» AUFGABENSTELLUNG 1
Schreiben Sie aus der Rezension zu „War Master“ alles von „Die stets bodenständig“ bis hinunter zu „Rewind-Serie zu würdigen.“ wortgetreu nieder.
» AUFGABENSTELLUNG 2
Führen Sie die Rezension zu „War Master“ im Anschluss an ihren letzten Satz fort.

══ VORLIEGENDER TEXT

Bolt Thrower – War Master (BYE Rewind) Tipp

Bolt Thrower – War Master (BYE Rewind)
    Alles zermalmender Death Metal

    Label: Earache Records
    VÖ: Februar 1991
    Bewertung:10/10

    BOLT THROWER online


Als BOLT THROWER im Jahre 2005 "Those Once Loyal" auf den Metal-Mob losließen, hätten wohl die wenigsten damit gerechnet, dass dies das letzte Album der Death-Dampfwalzen aus dem britischen Coventry sein sollte. Doch die Band war der Ansicht, mit ihrer achten Platte endgültig den ultimativen BOLT THROWER'schen Sound definiert zu haben.

Zwar wurde der Versuch gestartet, einen mindestens ebenbürtigen Nachfolger zu schreiben, allerdings blieb es beim Versuch: Das selbstkritische Quintett fand sein neues Material einfach nicht überzeugend genug, um das selbsternannte Magnum Opus zu übertreffen.

Die stets bodenständig wirkende Gruppe zog Qualität, Fan-Nähe und grundehrliche Arbeit einem Profitdenken eben schon immer vor, und so passt es ins Bild, dass sie sich 2016, ein Jahr nach dem überraschenden und viel zu frühen Tod ihres Drummers Martin "Kiddie" Kearns, auflöste.

Wenn nun also "Those Once Loyal" das abschließende, mächtige Meisterwerk der Band darstellt, dann ist "War Master" zweifellos das Gesellenstück. Heute ist das Album ein Klassiker und vor knapp 30 Jahren zählte es für das Death-Metal-Genre zu den einflussreichen Wegbereitern, die seit Ende der 80er Jahre und vor allem 1991 plötzlich wie Pilze aus dem Boden sprießten. Da ich zum damaligen Zeitpunkt noch TKKG statt Todesblei gehört habe, und das BurnYourEars noch in der Metal-Mag-Ursuppe herumschwamm, ist es höchste Zeit, "War Master" mit einem Review in unserer Rewind-Serie zu würdigen.

Was ist Death Metal?

Würde mir jemand die obige Frage stellen, dann könnte ich ihn mit der üblichen Definition langweilen: Tiefer gestimmte Gitarren, Growl-Vocals, Texte mit Todesthematik. Oder ich drücke ihm einige erleuchtende Alben in die Hand: MORBID ANGELs "Altars Of Madness" wäre sicher dabei, auch "From Beyond" von MASSACRE und einige Platten von DEATH dürften nicht fehlen. Aber meine erste Wahl, mit der die Essenz dieser Musikrichtung einwandfrei ergründet werden kann, wäre dann doch "War Master" von BOLT THROWER.

════
══ AUSGEWÄHLTE EINTRÄGE

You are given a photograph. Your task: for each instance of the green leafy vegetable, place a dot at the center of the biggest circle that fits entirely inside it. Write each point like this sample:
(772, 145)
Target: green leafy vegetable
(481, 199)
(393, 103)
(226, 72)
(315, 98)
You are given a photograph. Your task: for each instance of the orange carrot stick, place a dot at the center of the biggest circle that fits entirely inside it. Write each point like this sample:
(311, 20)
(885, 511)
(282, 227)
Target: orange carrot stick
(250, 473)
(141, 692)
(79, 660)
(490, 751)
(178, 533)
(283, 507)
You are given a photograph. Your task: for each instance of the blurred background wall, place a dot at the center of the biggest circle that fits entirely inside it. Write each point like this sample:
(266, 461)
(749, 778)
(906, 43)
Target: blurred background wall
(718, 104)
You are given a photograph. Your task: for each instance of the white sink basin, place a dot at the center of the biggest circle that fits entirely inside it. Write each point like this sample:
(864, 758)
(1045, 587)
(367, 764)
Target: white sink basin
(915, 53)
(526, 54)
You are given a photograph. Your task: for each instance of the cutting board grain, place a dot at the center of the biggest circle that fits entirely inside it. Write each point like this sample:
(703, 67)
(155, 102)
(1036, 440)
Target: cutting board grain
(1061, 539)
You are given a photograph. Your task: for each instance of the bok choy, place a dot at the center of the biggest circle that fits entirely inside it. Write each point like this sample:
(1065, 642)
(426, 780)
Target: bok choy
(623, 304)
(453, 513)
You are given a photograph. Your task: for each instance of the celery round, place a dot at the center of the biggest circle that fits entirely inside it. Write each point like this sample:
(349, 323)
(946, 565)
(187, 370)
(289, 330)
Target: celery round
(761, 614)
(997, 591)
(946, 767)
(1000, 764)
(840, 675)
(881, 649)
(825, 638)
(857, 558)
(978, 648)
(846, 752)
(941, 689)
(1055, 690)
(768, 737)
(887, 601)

════
══ AUSGEWÄHLTE EINTRÄGE

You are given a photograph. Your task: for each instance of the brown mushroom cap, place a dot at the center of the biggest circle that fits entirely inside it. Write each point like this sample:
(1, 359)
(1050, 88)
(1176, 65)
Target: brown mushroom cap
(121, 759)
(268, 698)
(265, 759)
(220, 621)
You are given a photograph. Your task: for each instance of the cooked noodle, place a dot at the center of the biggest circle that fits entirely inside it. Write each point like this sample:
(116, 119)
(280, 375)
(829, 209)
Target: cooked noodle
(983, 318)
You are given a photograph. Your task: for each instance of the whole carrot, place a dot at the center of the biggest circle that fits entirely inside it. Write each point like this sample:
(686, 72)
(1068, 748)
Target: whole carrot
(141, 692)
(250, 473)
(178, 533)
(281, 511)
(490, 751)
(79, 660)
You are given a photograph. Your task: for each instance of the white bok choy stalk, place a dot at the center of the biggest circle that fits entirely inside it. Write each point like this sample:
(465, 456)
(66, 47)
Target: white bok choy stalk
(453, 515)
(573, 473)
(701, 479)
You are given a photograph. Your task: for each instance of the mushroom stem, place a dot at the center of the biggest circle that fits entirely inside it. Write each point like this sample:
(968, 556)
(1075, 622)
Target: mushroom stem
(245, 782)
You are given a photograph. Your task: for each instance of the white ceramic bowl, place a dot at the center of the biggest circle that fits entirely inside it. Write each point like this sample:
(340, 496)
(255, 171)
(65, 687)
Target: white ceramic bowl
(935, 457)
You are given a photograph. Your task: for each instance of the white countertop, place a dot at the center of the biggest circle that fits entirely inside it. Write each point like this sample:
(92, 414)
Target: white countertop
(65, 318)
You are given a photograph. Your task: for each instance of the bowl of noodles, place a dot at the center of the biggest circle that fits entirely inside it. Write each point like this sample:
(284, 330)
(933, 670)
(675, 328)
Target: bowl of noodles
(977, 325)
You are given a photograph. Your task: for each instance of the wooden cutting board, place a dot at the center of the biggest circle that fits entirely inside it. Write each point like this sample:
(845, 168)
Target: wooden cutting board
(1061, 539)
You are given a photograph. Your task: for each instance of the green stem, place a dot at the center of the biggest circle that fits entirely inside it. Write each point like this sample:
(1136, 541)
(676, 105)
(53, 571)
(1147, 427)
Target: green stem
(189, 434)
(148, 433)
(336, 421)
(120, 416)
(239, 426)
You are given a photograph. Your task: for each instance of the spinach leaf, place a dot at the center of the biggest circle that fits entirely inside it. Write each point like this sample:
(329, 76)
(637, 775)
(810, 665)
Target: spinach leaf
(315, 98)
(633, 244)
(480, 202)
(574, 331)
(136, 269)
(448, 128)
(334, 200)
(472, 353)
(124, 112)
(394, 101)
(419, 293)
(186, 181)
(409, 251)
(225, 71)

════

» KORREKTE ANTWORT 1
Die stets bodenständig wirkende Gruppe zog Qualität, Fan-Nähe und grundehrliche Arbeit einem Profitdenken eben schon immer vor, und so passt es ins Bild, dass sie sich 2016, ein Jahr nach dem überraschenden und viel zu frühen Tod ihres Drummers Martin "Kiddie" Kearns, auflöste.

Wenn nun also "Those Once Loyal" das abschließende, mächtige Meisterwerk der Band darstellt, dann ist "War Master" zweifellos das Gesellenstück. Heute ist das Album ein Klassiker und vor knapp 30 Jahren zählte es für das Death-Metal-Genre zu den einflussreichen Wegbereitern, die seit Ende der 80er Jahre und vor allem 1991 plötzlich wie Pilze aus dem Boden sprießten. Da ich zum damaligen Zeitpunkt noch TKKG statt Todesblei gehört habe, und das BurnYourEars noch in der Metal-Mag-Ursuppe herumschwamm, ist es höchste Zeit, "War Master" mit einem Review in unserer Rewind-Serie zu würdigen.

» KORREKTE ANTWORT 2
"War Master" – monströse Machtdemonstration

Warum? Mit ihrer dritten Platte hatten die britischen Bulldozer ihren Kurs korrigiert, nachdem sie mit dem Debüt "In Battle There Is No Law!" (1988) und dem folgenden "Realm Of Chaos: Slaves To Darkness" (1989) noch in Richtung Hardcore, Punk und Grindcore geschielt hatten. Mit "War Master" war die Band aber endgültig im Death-Metal-Sektor angekommen – die Scheibe ist eine gewaltige, meist bedächtige, manchmal rasende Kampfansage, die auch knapp drei Jahrzehnte später nichts von ihrer Durchschlagskraft eingebüßt hat.

Heutzutage sind nichtssagende Intros auf jeder zweiten Platte zu finden – wer aber wissen will, wie mit diesem Stilmittel keine Klischees bedient, sondern eine wirklich packende Atmosphäre erzeugt wird, der sollte sich "Intro … Unleashed (Upon Mankind)" anhören. Nur scheinbar behutsam beginnen BOLT THROWER ihr zerstörerisches Werk, denn in Wirklichkeit legen sich schon die ersten Klänge bedrohlich und bleischwer auf unser Gemüt: "No escape – from deadly wrath" donnert uns Karl Willets anschließend entgegen – Widerstand zwecklos.

Die BOLT THROWER’sche Soundwand – einzigartig und unerreicht

BOLT THROWER walzen sich mit "War Master" im Midtempo-Modus ebenso bedächtig wie bestimmt den Weg in unsere Gehörgänge. Langsamer, schleppender aber gleichzeitig auch intensiver als bei "Profane Creation" und "Destructive Infinity" können Death-Metal-Klang-Panzer einen kaum überfahren. Man hat das Gefühl, die Band wolle uns ihre Botschaften von Schlachten und Schrecken möglichst langsam und mit viel Nachdruck ins Hirn fräsen.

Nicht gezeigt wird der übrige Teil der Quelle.